→ **Extract**
= Beginning of Section =

Woolworths, the multi-brand South African retailer, bought David Jones for $2.1 billion in 2014, and its value is now possibly about $334 million after writedowns and the sale of $630 million in properties.
Myer floated on the Australian Securities Exchange in 2009 with a market capitalisation of $2.4 billion but is currently valued at just $250.4 million.
Effectively, today you potentially could buy both chains for $1 billion or less, about a quarter of their combined high watermark valuations.
A merger could, of course, attract some gaming of a deal that would boost the price, but investors are hardly bullish on department stores, as evidenced by the tepid interest in the Best & Less float proposal.
The profitability of both chains is now dependent on store closures, the reduction of floor space and revised lease deals with landlords, and continued growth in online sales, maybe retreating post-Covid based on market advice from pureplay e-tailer Kogan.com.
Woolworths property sales have been applied to reducing David Jones debt but have not recouped any of the 2014 outlay for the store.
The retailer reported sales momentum in pre-Christmas trading, in part, driven by Black Friday and Cyber Monday events. Still, investors in South Africa have been growing restless with David Jones cumulative losses of about $1.4 billion in the past three years.
Roy Bagattini, the Woolworths CEO, has not ruled out the possibility of the company divesting David Jones despite attempting a turnaround strategy.
The $56 million operating profit for the first half of the current financial year followed a 15 per cent reduction in costs, which included the rent reductions and floorspace sacrifice, as well as government support.
As part of the turnaround plan, Woolworths has announced the closure of its department store in Wellington, New Zealand, following an announcement last September that it intended to close up to 10 stores in Australia and New Zealand within the next two years.
The retailer has also retreated from its plan to drive foot traffic and sales through an upmarket food offer in stand-alone stores and has terminated a co-location food concept selling fresh and packaged food in 35 BP service stations.
Myer has kept out of the headlines in the past year but continues to struggle, and in the first half of the current financial year, achieved online sales growth of 71 per cent.
Myer’s net profit of $42.9 million for the half-year relied on cost reductions that included lower inventory levels, $51 million in government support through Jobkeeper and $18 million in rent and outgoings waivers from landlords.

= End of Section =

→ **Try it**
Please go on with the piece on David Jones and Myer, picking up after its last sentence.

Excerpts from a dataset
= Beginning of Section =

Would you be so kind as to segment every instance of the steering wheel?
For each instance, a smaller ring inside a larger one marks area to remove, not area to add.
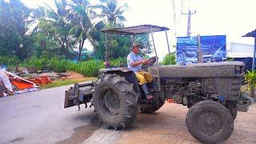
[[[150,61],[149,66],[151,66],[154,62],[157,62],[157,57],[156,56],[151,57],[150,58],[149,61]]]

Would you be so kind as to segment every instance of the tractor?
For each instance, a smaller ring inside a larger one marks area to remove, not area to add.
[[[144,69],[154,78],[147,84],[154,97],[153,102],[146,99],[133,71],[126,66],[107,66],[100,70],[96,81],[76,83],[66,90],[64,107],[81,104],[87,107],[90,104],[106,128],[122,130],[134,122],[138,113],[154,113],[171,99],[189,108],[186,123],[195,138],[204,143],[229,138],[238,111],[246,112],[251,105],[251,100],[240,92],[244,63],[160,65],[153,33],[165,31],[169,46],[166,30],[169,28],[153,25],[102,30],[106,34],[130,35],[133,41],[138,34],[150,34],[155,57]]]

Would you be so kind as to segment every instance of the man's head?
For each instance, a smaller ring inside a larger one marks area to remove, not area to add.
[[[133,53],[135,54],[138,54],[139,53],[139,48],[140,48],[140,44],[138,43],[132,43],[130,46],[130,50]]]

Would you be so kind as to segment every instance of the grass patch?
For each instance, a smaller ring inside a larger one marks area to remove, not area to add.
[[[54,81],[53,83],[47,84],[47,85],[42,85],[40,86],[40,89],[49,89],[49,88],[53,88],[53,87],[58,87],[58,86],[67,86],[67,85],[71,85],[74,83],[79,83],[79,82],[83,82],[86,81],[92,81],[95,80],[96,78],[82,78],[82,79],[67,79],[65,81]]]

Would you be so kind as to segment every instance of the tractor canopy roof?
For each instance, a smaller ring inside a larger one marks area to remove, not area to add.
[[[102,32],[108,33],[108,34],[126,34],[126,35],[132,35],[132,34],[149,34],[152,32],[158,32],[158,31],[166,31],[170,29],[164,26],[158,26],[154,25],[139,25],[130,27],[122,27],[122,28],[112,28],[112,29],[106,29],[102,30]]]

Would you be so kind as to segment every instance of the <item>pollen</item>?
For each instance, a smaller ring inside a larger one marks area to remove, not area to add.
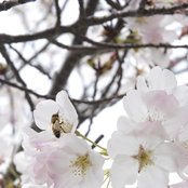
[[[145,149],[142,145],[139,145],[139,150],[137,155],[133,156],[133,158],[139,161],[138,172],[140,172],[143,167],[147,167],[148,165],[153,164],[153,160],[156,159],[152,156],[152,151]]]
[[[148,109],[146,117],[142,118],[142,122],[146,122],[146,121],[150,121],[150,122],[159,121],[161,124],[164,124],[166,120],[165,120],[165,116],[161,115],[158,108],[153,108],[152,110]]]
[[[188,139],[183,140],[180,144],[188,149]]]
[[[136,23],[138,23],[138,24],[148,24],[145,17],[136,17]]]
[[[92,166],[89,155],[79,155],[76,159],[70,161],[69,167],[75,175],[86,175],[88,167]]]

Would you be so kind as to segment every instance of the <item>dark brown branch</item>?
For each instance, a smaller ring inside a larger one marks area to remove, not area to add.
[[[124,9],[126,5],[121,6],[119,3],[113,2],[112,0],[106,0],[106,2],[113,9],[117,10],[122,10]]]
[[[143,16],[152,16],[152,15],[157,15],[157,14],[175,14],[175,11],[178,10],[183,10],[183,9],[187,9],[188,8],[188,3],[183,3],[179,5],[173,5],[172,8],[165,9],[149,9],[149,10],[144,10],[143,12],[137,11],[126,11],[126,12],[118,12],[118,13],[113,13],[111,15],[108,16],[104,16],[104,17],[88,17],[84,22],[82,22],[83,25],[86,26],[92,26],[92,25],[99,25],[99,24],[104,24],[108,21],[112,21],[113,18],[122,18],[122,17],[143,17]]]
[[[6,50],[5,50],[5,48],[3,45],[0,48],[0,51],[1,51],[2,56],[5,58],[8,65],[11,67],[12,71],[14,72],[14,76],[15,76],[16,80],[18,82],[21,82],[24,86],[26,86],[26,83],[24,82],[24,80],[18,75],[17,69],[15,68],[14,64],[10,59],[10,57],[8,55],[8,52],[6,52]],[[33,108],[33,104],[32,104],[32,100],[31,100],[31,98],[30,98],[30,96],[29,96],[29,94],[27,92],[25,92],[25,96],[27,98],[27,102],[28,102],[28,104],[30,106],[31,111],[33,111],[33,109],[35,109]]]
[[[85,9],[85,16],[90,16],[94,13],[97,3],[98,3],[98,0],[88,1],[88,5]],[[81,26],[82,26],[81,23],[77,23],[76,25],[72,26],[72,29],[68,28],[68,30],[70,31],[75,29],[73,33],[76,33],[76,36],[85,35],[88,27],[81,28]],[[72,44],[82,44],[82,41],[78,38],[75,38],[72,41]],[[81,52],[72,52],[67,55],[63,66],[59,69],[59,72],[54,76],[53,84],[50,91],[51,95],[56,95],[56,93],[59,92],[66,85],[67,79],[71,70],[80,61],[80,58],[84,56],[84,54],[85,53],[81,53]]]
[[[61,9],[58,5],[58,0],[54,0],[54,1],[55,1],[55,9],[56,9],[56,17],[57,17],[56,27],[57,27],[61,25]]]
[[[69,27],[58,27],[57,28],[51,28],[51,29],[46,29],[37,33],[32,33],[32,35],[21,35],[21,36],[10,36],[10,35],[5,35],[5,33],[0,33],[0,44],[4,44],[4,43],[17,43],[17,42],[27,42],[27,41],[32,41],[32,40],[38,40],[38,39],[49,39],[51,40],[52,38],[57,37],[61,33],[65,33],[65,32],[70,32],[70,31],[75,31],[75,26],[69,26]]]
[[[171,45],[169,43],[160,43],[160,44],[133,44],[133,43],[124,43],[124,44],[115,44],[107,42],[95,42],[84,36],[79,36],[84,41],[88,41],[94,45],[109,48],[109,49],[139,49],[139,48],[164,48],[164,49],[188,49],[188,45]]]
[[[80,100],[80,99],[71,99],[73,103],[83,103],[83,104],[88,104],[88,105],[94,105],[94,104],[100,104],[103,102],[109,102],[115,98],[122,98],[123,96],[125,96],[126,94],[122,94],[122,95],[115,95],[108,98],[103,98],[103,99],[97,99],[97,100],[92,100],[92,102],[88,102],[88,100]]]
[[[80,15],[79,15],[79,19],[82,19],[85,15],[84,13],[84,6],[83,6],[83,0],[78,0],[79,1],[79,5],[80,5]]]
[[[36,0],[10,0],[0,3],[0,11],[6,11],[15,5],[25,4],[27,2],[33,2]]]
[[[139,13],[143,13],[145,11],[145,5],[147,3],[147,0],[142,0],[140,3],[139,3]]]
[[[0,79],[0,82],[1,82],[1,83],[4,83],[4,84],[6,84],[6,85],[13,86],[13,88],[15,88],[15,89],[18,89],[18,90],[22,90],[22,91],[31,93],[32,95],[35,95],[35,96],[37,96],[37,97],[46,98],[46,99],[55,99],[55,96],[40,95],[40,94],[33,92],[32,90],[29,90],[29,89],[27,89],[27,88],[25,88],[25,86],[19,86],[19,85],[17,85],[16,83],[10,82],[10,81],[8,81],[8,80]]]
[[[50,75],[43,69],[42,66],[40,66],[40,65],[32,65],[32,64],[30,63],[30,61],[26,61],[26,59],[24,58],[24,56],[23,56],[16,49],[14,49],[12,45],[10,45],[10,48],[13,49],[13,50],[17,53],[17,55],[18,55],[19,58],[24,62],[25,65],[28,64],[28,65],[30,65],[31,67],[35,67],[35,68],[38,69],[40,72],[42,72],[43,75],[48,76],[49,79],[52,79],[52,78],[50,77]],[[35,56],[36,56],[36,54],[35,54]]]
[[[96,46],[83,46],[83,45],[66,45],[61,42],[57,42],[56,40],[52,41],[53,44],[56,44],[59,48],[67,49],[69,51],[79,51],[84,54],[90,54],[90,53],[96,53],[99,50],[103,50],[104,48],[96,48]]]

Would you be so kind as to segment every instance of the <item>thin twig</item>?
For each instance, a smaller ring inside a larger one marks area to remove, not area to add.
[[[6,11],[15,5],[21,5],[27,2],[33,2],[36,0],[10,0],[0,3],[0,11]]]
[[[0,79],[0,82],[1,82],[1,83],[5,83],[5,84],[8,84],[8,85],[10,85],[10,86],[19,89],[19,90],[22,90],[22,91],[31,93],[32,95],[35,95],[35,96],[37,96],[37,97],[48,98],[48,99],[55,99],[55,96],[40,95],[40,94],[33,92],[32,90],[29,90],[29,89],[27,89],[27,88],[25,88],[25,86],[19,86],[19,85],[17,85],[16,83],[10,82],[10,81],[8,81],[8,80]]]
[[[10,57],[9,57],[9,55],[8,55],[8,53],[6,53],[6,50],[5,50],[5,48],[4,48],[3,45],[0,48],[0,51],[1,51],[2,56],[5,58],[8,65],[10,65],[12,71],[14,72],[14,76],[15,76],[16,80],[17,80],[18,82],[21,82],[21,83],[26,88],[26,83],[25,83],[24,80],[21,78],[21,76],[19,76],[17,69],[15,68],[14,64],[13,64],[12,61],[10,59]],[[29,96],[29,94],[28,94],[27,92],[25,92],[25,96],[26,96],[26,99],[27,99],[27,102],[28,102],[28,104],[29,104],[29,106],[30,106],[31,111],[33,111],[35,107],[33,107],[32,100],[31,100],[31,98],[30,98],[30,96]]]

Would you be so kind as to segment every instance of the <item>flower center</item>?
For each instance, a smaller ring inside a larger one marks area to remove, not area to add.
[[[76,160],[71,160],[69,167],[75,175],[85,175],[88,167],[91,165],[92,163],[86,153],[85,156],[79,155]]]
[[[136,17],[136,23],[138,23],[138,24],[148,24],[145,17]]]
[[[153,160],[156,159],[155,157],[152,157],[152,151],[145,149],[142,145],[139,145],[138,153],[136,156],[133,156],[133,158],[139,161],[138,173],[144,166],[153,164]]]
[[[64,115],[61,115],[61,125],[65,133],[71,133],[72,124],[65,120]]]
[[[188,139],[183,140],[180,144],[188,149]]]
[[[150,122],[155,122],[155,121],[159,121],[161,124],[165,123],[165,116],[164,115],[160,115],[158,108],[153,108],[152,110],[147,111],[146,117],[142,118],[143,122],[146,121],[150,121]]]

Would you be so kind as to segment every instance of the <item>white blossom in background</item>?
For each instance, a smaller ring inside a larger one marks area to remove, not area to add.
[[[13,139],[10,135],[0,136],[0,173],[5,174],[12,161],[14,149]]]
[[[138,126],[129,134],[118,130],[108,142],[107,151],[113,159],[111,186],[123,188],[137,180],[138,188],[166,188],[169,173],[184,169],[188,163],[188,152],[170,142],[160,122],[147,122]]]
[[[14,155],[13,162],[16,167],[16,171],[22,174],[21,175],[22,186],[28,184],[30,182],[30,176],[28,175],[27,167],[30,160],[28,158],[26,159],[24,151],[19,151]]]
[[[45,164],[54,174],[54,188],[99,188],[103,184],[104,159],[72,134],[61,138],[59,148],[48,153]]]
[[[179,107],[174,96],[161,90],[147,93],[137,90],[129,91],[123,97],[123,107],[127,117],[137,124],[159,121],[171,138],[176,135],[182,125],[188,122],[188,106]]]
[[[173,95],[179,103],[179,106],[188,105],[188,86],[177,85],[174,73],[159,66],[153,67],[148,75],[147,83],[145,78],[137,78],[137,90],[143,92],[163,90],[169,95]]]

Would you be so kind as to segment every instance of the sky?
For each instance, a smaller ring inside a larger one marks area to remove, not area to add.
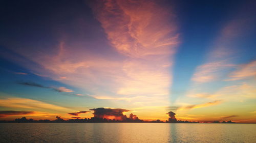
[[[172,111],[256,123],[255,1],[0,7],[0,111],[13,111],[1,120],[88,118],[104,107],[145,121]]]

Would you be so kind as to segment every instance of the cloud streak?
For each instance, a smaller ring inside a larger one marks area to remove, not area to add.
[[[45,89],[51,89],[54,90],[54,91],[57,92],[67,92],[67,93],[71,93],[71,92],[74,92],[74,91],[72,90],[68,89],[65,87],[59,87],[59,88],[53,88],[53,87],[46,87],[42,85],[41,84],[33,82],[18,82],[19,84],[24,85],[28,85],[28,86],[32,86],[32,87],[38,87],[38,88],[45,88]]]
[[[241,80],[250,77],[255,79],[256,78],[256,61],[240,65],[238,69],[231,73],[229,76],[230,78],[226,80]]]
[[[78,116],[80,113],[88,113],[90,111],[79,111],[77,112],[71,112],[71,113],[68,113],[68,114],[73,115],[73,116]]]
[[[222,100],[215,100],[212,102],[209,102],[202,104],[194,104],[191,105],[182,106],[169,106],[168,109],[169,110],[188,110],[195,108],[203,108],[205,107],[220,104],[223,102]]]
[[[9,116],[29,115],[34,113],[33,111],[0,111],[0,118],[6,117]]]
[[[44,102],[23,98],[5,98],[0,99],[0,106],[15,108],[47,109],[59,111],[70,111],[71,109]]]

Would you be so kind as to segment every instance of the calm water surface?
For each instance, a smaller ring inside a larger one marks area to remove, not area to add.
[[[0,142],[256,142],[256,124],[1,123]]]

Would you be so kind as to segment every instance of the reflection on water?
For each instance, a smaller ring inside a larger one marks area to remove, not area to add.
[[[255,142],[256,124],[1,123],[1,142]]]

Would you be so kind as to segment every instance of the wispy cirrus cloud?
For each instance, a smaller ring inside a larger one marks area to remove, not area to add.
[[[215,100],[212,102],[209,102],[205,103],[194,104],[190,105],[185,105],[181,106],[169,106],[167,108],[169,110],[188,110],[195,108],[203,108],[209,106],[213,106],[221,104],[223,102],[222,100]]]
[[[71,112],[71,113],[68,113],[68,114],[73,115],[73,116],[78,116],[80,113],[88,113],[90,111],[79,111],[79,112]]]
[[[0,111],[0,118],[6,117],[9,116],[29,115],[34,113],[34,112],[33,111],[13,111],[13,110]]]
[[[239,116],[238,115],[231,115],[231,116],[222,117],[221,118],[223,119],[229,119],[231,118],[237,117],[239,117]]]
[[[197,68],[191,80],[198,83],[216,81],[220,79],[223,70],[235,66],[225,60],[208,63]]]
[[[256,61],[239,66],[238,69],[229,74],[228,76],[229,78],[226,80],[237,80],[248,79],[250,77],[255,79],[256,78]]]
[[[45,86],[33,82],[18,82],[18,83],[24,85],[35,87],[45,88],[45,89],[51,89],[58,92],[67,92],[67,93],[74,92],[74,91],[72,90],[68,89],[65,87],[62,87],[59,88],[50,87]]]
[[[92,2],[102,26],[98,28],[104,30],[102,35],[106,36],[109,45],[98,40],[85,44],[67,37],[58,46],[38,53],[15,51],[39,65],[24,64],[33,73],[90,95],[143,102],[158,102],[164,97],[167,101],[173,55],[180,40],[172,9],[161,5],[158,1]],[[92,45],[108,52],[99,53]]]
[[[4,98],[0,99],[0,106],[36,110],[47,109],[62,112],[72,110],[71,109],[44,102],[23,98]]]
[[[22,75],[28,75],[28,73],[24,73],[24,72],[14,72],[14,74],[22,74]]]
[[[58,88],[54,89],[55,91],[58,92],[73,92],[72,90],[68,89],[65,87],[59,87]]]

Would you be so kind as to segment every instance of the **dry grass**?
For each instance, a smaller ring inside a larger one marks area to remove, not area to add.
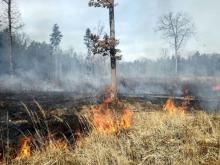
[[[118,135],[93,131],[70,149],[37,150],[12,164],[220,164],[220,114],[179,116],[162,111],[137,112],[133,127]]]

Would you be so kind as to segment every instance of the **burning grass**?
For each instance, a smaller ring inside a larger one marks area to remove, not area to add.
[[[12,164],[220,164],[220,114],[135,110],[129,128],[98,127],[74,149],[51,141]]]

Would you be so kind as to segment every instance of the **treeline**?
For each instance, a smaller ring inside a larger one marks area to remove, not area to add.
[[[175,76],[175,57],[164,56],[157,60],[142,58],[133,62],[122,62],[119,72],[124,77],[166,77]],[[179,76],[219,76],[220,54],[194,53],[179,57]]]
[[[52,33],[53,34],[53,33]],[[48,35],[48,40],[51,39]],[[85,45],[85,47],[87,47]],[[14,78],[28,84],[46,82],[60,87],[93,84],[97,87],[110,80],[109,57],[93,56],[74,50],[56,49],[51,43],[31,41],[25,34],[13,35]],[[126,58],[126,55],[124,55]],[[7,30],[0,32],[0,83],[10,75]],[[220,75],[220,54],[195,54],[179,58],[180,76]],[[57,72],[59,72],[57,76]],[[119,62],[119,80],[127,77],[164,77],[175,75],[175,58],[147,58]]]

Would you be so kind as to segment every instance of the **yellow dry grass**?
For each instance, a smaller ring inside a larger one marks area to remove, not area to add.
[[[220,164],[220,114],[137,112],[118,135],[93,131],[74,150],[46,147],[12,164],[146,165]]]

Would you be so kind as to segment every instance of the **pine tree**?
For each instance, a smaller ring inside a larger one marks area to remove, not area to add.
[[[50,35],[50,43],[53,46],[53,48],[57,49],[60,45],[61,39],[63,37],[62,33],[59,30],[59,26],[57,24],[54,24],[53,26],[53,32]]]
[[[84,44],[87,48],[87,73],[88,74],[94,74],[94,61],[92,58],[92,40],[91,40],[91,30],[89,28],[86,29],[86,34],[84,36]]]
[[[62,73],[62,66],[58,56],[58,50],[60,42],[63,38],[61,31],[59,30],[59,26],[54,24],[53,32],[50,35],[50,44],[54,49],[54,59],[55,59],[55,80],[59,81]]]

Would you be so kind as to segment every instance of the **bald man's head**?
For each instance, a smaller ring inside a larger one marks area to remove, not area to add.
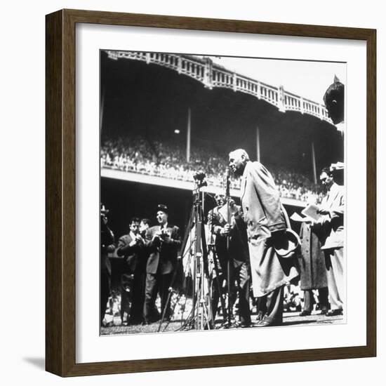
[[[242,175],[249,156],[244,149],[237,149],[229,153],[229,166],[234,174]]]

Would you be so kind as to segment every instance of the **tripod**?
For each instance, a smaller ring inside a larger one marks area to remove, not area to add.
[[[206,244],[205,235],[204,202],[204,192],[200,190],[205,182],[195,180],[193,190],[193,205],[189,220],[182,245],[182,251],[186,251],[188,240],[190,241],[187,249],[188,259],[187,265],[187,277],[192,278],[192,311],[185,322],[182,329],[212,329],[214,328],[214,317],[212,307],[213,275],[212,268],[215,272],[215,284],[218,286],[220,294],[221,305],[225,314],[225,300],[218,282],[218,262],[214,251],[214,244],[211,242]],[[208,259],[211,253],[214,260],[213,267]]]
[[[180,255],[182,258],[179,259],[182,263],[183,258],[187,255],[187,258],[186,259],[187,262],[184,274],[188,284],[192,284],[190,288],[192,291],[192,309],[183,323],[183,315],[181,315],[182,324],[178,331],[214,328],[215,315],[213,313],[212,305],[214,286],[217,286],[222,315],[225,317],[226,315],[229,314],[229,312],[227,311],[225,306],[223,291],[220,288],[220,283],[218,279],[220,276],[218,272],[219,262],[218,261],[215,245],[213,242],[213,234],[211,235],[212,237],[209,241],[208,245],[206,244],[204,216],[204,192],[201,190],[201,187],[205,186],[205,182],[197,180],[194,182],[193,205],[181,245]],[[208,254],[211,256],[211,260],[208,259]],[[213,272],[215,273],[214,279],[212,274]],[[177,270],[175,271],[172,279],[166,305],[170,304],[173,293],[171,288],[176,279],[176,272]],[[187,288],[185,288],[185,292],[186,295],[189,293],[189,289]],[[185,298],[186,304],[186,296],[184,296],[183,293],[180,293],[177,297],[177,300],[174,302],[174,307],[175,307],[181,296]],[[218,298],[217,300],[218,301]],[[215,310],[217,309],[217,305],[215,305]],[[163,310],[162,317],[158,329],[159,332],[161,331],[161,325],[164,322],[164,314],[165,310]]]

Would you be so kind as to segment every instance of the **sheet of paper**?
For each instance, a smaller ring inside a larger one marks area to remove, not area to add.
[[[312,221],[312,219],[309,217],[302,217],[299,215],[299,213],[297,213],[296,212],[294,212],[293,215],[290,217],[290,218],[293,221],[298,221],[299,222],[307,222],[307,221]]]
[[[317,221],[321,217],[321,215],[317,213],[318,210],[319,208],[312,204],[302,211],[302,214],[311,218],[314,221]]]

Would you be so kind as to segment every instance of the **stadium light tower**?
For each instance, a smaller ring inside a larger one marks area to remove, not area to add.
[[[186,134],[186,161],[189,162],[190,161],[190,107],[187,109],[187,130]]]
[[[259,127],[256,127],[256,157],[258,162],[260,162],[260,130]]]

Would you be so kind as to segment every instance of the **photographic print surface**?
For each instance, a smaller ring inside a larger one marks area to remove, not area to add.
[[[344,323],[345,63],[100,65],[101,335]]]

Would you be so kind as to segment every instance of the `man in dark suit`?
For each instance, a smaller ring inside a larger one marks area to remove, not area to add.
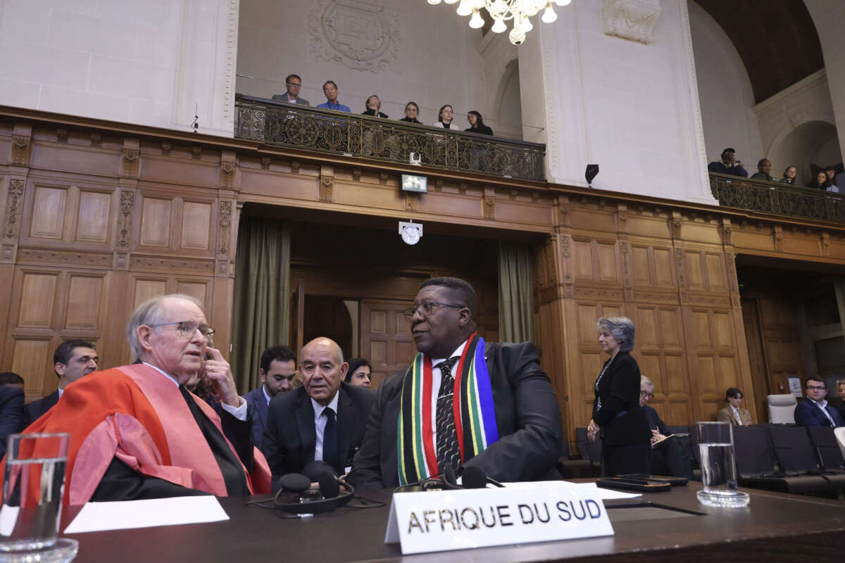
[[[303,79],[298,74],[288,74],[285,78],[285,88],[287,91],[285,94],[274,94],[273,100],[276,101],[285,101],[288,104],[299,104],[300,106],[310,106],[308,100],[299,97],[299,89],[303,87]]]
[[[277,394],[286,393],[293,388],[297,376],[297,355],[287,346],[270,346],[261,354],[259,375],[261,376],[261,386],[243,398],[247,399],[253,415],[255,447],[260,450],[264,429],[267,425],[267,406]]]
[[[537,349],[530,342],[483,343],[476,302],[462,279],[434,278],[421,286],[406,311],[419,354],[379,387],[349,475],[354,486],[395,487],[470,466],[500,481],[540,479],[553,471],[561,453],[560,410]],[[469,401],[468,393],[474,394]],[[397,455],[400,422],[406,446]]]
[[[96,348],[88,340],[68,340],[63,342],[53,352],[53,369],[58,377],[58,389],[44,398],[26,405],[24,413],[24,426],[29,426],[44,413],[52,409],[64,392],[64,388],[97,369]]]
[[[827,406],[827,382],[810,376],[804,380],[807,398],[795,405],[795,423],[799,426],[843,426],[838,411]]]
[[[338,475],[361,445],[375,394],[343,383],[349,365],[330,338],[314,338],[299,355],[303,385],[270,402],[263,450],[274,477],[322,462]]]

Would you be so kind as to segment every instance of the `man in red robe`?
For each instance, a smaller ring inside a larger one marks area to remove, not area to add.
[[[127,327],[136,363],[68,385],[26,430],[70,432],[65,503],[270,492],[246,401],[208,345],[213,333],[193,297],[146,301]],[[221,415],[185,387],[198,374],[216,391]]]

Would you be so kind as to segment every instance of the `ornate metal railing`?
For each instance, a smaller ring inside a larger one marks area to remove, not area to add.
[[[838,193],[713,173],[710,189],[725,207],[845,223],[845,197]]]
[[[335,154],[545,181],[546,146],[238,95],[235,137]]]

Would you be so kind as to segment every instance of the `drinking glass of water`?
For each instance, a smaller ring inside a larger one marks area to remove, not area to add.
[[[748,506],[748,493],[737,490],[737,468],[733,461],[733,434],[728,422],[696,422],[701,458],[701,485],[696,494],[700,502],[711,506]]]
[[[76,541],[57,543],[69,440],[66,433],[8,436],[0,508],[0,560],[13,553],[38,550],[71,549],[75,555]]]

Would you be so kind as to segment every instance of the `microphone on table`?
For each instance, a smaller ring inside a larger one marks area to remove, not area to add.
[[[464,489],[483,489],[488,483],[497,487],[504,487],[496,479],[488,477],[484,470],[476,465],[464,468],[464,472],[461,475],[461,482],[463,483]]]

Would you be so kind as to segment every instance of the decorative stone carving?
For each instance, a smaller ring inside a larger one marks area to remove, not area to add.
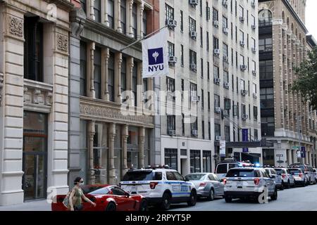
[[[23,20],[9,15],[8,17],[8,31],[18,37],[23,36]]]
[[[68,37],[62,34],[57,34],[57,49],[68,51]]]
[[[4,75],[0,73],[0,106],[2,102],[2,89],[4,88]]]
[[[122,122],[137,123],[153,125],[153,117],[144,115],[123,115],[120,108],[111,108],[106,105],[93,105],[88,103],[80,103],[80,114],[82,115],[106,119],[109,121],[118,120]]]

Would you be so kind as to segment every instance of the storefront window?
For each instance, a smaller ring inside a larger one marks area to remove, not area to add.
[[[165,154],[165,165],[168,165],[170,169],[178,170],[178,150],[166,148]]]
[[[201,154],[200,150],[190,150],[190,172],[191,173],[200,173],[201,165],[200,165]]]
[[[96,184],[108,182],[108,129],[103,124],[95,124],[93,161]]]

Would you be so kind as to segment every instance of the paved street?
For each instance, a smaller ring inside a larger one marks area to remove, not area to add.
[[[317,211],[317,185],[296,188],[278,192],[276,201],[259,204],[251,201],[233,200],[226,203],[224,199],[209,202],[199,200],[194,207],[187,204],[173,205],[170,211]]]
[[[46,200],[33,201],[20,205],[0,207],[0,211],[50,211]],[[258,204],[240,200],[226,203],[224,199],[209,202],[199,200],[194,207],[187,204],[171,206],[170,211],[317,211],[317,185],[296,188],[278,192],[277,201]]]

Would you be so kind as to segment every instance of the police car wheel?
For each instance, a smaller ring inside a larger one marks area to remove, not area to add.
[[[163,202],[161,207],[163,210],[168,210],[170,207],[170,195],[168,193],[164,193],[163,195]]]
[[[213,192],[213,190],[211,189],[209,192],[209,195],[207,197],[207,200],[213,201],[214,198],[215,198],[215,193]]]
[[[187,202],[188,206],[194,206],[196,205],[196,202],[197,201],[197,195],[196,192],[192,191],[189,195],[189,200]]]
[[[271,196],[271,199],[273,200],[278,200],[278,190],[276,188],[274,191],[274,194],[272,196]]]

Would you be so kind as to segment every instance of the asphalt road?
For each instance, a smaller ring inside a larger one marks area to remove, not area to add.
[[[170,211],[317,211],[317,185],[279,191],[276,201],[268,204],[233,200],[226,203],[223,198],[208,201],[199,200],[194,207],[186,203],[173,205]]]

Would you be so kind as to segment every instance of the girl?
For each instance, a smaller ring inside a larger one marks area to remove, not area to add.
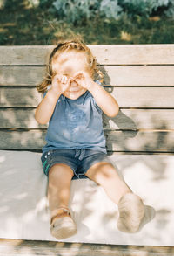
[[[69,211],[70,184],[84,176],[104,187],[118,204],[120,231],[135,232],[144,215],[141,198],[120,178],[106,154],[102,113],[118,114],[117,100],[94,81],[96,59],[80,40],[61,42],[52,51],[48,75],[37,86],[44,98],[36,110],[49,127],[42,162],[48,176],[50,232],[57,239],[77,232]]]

= End of Section =

→ **Answer area**
As part of a 10 per cent reduction in floorspace across its network, Myer will close its Knox City store in Melbourne’s eastern suburbs in July, a store that was and arguably today still fits the socio-demographic profile the brand targets.
The retailer has reduced its floor space in stores in Cairns, Belconnen, Highpoint in Victoria and Morley in West Australia, as it strives to cut costs as sales continue to decline.
The forward plan anticipates a 110-square-metre-reduction in gross leaseable area for a shrinking Myer that, in the last half, achieved 21 per cent of its total sales online but with impacts on margin taking into account competitive pricing, logistics and the higher rate of returns compared to in-store purchases.
In September last year, major Myer shareholder Solomon Lew declared that the retailer was headed for administration. It is doubtful that he is optimistic about the future of the department store he commanded as chairman in better days.
Trading results for the current half, less impacted by Covid-19 but also without the government support and deep landlord concessions on rent, could well force what some pundits believe is an overdue and crucial merger.
Given the parlous enterprise values for Myer and David Jones and the heavy pruning of underperforming stores completed or planned, the other possibility is the emergence of new owners, potentially even Lew.
A merger or new owners would undoubtedly entail additional store network consolidation and would have significant implications for staff, landlords and suppliers, especially Australian fashion designers.
However, key investors and landlords believe reinvention of the department store chains is unlikely to ensure their survival as separate entities and decision time is nigh.